Repeat the listing that follows without a single change.

[Input records Boundary: Start]

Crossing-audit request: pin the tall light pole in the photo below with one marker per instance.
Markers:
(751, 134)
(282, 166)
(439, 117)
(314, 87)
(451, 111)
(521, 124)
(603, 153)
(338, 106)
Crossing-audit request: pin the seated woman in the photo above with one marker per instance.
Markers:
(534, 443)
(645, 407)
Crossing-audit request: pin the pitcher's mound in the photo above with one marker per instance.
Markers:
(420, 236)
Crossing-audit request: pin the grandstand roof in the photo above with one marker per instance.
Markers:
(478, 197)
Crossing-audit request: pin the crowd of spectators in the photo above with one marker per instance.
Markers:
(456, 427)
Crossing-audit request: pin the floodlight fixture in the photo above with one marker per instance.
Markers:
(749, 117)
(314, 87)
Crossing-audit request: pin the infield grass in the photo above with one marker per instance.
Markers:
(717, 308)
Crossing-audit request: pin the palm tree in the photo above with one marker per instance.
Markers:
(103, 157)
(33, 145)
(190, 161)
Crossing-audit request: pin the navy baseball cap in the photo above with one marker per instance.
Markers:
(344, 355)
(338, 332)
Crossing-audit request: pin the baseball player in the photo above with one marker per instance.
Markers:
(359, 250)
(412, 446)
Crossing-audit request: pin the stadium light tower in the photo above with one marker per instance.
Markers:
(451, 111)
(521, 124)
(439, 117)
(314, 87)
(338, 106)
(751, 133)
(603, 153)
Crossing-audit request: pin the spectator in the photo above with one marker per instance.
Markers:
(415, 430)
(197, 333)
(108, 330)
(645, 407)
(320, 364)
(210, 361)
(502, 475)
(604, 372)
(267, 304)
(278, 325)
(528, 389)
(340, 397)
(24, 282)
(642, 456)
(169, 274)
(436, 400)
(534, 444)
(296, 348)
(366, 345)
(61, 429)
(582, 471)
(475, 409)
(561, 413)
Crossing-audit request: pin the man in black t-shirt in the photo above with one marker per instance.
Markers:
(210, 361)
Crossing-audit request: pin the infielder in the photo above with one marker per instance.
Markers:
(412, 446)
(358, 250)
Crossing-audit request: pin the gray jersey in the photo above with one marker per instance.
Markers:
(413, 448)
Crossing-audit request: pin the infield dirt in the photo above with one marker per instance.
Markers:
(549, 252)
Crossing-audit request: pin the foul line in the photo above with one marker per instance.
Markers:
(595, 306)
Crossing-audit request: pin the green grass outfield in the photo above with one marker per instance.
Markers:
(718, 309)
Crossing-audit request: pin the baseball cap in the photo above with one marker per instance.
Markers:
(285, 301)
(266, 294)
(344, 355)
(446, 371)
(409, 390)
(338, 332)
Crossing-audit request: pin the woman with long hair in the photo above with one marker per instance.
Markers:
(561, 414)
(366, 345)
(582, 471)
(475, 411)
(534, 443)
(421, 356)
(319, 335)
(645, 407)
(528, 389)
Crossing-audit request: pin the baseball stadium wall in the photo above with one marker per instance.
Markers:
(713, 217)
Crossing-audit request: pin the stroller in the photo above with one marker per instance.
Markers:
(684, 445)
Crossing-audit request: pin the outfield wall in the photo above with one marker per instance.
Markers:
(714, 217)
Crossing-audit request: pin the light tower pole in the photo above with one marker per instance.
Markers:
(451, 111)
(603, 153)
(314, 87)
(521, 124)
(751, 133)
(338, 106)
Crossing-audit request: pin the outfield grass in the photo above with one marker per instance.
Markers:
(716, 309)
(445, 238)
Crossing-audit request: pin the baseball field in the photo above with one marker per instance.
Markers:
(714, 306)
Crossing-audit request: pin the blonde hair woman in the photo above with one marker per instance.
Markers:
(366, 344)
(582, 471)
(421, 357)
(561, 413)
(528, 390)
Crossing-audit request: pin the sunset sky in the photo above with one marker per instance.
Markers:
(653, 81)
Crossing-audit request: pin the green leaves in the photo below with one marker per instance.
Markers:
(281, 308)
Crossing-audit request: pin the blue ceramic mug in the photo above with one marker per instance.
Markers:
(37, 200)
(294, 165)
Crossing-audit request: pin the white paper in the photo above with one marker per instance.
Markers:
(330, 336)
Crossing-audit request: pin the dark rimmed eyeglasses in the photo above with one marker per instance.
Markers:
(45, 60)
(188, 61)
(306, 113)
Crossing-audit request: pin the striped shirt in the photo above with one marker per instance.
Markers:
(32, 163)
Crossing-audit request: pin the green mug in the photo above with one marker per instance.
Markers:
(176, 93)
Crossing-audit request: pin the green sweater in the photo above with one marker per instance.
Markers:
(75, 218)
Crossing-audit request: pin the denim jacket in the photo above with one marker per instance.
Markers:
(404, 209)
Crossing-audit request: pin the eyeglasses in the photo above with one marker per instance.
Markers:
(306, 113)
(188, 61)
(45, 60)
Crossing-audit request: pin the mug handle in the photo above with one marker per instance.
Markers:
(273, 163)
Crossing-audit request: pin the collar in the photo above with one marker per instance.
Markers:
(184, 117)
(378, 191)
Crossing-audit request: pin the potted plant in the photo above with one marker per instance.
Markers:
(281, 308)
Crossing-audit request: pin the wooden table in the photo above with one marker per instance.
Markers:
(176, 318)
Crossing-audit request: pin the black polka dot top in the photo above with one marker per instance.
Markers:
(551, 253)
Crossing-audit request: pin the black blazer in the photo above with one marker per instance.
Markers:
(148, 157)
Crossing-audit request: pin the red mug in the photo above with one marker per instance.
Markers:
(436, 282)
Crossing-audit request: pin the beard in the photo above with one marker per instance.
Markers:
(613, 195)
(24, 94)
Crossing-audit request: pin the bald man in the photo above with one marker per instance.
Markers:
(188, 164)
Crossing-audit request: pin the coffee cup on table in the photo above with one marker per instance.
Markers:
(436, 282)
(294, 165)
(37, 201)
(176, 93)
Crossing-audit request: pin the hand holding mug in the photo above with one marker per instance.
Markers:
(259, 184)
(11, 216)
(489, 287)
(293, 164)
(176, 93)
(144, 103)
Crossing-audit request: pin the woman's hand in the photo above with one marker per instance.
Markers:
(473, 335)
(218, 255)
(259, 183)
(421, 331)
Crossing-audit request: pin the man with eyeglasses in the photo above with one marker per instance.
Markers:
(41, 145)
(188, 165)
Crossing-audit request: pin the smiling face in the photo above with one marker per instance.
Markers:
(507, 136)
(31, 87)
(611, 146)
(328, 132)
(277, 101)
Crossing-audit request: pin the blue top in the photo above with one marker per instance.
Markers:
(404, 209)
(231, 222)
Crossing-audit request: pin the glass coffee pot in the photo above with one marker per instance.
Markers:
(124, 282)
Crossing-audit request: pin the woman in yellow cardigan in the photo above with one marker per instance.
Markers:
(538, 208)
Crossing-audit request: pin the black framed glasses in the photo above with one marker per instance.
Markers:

[Input records Boundary: End]

> Result of the task:
Crossing-audit request: pin the tall light pole in the photo below with one marker per instance.
Markers:
(751, 134)
(282, 166)
(439, 117)
(314, 87)
(451, 111)
(521, 124)
(603, 153)
(338, 106)
Crossing-audit request: pin the seated woman in the photo above with one marker per instance.
Markers:
(534, 443)
(645, 407)
Crossing-audit request: pin the pitcher's mound in the photo above with one marker per instance.
Markers:
(420, 236)
Crossing-audit request: pin the grandstand roof in the photo above with one marker per instance.
Markers:
(478, 197)
Crossing-audit request: pin the crowd of spectators in the photo above with one marker per instance.
Markers:
(456, 427)
Crossing-audit request: pin the floodlight fixture in the photo above with one marker per instance.
Markers:
(749, 117)
(314, 87)
Crossing-audit request: pin the infield grass in the photo above with one marker per instance.
Markers:
(717, 308)
Crossing-audit request: pin the palm tree in the photo above with one marker per instance.
Markers:
(103, 157)
(33, 145)
(190, 161)
Crossing-audit request: pin the navy baseball cap in the photo above with one marker per instance.
Markers:
(344, 355)
(338, 332)
Crossing-audit request: pin the baseball player in the photo above with one marker per instance.
Markers:
(359, 250)
(412, 446)
Crossing-audit request: pin the stadium light tower in the photo above with one marker per instance.
Markers:
(451, 111)
(521, 124)
(439, 117)
(314, 87)
(338, 106)
(751, 133)
(603, 153)
Crossing-audit request: pin the spectator in the photo above with one marker per instance.
Markers:
(415, 430)
(197, 333)
(108, 330)
(645, 407)
(320, 364)
(210, 361)
(502, 475)
(604, 372)
(267, 304)
(278, 325)
(528, 389)
(340, 397)
(24, 282)
(642, 456)
(169, 274)
(436, 400)
(534, 444)
(296, 348)
(366, 345)
(61, 429)
(582, 471)
(475, 409)
(561, 413)
Crossing-audit request: pin the man in black t-shirt in the photo above with one marker per instance.
Markers:
(210, 361)
Crossing-audit request: pin the infielder in the photo above with one marker per instance.
Markers:
(412, 446)
(358, 250)
Crossing-audit request: pin the gray jersey in the photo above with one marker per instance.
Markers:
(413, 448)
Crossing-audit request: pin the infield dirt in the photo above with one marker per instance.
Markers:
(549, 252)
Crossing-audit request: pin the foul line in the photo above with one marker per instance.
Markers:
(595, 306)
Crossing-audit request: pin the green grass outfield in the photo above with one marker per instance.
Markers:
(718, 309)
Crossing-audit request: pin the baseball cap in the photo above with one marker per instance.
Markers:
(285, 301)
(266, 294)
(344, 355)
(446, 371)
(409, 390)
(338, 332)
Crossing-audit request: pin the woman with long hair in the photo above with one marker per instance.
Markers:
(561, 414)
(366, 345)
(582, 471)
(475, 411)
(534, 443)
(421, 356)
(319, 335)
(645, 407)
(528, 389)
Crossing-audit request: pin the baseball stadium wall in the photo above with one marker per instance.
Markers:
(713, 217)
Crossing-audit request: pin the stroller in the photo above with one marker per instance.
Markers:
(684, 445)
Crossing-audit request: pin the outfield wall in the photo above with one marker per instance.
Markers:
(714, 217)
Crossing-audit request: pin the light tower pole in the photo above with one marker per instance.
Markers:
(451, 111)
(603, 153)
(314, 87)
(521, 124)
(751, 133)
(338, 106)
Crossing-audit request: pin the outfield grass in the photo above with one marker per instance.
Markers:
(716, 309)
(445, 238)
Crossing-audit request: pin the baseball field in the photo above with one marker per instance.
Markers:
(714, 306)
Crossing-audit request: pin the blonde hair woman in the photo above with one marker per instance.
Markers:
(366, 344)
(582, 471)
(421, 357)
(561, 413)
(528, 390)
Crossing-audit request: pin the sunset sky in the photo above with one marker per instance.
Markers:
(653, 81)
Crossing-audit request: pin the green leaves in the photo below with one marker per instance.
Markers:
(281, 308)
Crossing-audit request: pin the blue ceramic mug in the photo above with one marker per instance.
Markers:
(37, 200)
(294, 165)
Crossing-audit request: pin the white paper in the photo above with one marker per instance.
Markers:
(330, 336)
Crossing-audit request: pin the dark rimmed eyeglasses in the photo above with one marker per instance.
Markers:
(45, 60)
(188, 61)
(306, 113)
Crossing-audit request: pin the striped shirt in the photo above with one marker per instance.
Markers:
(32, 163)
Crossing-audit request: pin the green mug in the photo above with one marker per instance.
Markers:
(176, 93)
Crossing-audit request: pin the green sweater in the photo above with one marker per instance.
Markers:
(75, 218)
Crossing-audit request: pin the denim jacket in the photo above with one marker per instance.
Markers:
(404, 209)
Crossing-audit request: pin the eyeglasses in the photo above with one marker per instance.
Markers:
(306, 113)
(188, 61)
(45, 60)
Crossing-audit request: pin the mug handle in the photo above with one marker per instance.
Markers:
(273, 163)
Crossing-audit request: pin the collar in the photo above with one marker per instance.
Markers:
(184, 117)
(378, 191)
Crossing-audit request: pin the potted plant in the photo above with one marker per instance.
Markers:
(281, 308)
Crossing-audit request: pin the wooden table in the photo above with one marker per instance.
Markers:
(176, 318)
Crossing-audit request: pin the black polka dot top in the photo above with one marker per instance.
Markers:
(551, 253)
Crossing-audit request: pin the black blazer in the photo above with one marker per instance.
Markers:
(148, 157)
Crossing-audit request: pin the red mug in the photo above with one marker per instance.
Markers:
(436, 282)
Crossing-audit request: pin the beard in the photo above with one marker per instance.
Markers:
(613, 195)
(24, 94)
Crossing-audit request: pin the bald man in the photo above with one marker per instance.
Markers:
(188, 164)
Crossing-audit request: pin the coffee cup on table in the photo above with one marker per instance.
Markers:
(436, 282)
(294, 165)
(37, 201)
(176, 93)
Crossing-audit request: pin the hand holding mug in the photo above with one marker per instance.
Markers:
(259, 184)
(11, 216)
(489, 287)
(293, 164)
(176, 93)
(144, 103)
Crossing-audit request: pin the woman's hand in the photo above with one marker per instance.
Markers:
(473, 335)
(218, 255)
(259, 183)
(421, 331)
Crossing-audit request: pin the man with eyeglasses in the photo above with one marker per instance.
Markers:
(41, 145)
(188, 165)
Crossing-audit request: pin the smiling face in the photo above with one marker per instance.
Markers:
(507, 136)
(31, 87)
(611, 146)
(328, 132)
(277, 101)
Crossing-audit request: pin the blue top in the photo above with one marker per instance.
Markers:
(404, 209)
(231, 222)
Crossing-audit request: pin the glass coffee pot in the photo above with one marker per instance.
Markers:
(124, 282)
Crossing-audit request: pin the woman in yellow cardigan in the photo above with one marker per instance.
Markers:
(538, 208)
Crossing-audit request: pin the black framed glasses in the photo above with one marker per instance.
Markers:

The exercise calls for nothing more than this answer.